--- Assignment ---
Reprint the whole of the data exactly.

+++ Provided data +++

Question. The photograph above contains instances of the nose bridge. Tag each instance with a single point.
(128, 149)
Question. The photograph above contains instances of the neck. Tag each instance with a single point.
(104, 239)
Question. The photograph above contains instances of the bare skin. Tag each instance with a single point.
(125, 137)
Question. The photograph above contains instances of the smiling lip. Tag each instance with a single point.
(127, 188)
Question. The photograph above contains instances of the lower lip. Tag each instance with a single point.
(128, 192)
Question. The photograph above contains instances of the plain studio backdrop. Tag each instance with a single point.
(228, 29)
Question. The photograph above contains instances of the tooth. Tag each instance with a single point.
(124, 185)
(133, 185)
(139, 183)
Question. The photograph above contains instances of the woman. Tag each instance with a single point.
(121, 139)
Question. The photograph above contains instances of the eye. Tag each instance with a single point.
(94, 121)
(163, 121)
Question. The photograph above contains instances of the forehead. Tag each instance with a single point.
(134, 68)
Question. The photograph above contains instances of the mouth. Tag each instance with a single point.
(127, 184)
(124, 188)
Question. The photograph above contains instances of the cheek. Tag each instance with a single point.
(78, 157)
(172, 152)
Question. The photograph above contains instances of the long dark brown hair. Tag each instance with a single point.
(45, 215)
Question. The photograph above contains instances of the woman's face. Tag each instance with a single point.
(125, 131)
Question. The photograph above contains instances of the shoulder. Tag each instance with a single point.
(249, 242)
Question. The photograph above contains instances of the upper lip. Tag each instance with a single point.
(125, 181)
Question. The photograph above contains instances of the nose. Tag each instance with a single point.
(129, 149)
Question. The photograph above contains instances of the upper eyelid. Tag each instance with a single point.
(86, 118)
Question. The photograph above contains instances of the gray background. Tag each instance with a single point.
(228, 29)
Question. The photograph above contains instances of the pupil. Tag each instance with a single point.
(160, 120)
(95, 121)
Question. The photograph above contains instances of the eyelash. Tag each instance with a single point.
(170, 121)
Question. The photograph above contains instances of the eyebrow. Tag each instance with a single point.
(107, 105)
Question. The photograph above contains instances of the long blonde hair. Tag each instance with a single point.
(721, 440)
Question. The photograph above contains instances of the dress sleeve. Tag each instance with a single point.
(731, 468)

+++

--- Result of the exercise ---
Question. The photograph above contains instances of the nose bridge. Tag each instance with a single point.
(128, 149)
Question. The photograph above contains instances of the neck. Tag each instance with a single point.
(104, 239)
Question. The photograph above contains instances of the bare skin. Tag each instance with a single point.
(125, 137)
Question. The photograph above contains instances of the smiling lip. Tag each instance with a single point.
(127, 188)
Question. The photograph above contains instances of the lower lip. Tag each instance with a single point.
(128, 192)
Question. The photograph above contains instances of the plain studio backdrop. Tag each instance with a single point.
(228, 29)
Question. The photograph above contains instances of the tooth. Tag each instance with a single point.
(124, 185)
(133, 185)
(139, 183)
Question. The photograph above contains instances of the woman. Tag each instance with a single point.
(121, 139)
Question. The photograph above contains instances of the eye. Tag each instance with a single point.
(94, 121)
(163, 121)
Question. The photograph above contains instances of the forehead. Tag each instance with a single point.
(134, 68)
Question. The photograph above contains instances of the mouth. Tag each instance with a single point.
(127, 184)
(124, 188)
Question. The photograph above contains instances of the cheek. Tag each instance with a single point.
(78, 157)
(172, 152)
Question. The photograph above contains instances of the long dark brown hair. Tag each instance with a single point.
(45, 215)
Question. The photograph above contains instances of the woman's face. Tag each instance with a single point.
(125, 131)
Question. The photograph above contains instances of the shoulder. Tag each instance with a single point.
(249, 242)
Question. The photograph above contains instances of the upper lip. Tag each instance with a single point.
(125, 181)
Question. The photograph above contains instances of the nose. Tag each instance with a single point.
(129, 149)
Question. The photograph above contains instances of the upper eyelid. Tag each instance with a single point.
(86, 118)
Question. The photograph above contains instances of the gray background. Tag each instance with a single point.
(228, 29)
Question. The photograph above contains instances of the pupil. Tag each instance with a single point.
(160, 120)
(95, 121)
Question. The photograph above contains instances of the eyelash. Tag each instance with a single point.
(170, 121)
Question. The photograph above contains instances of the eyebrow. Tag each instance with a single point.
(107, 105)
Question. The photograph above contains instances of the long blonde hair. Tag each instance with a single point.
(721, 440)
Question. The photograph above contains instances of the dress sleeve. Tag each instance with a single point.
(731, 468)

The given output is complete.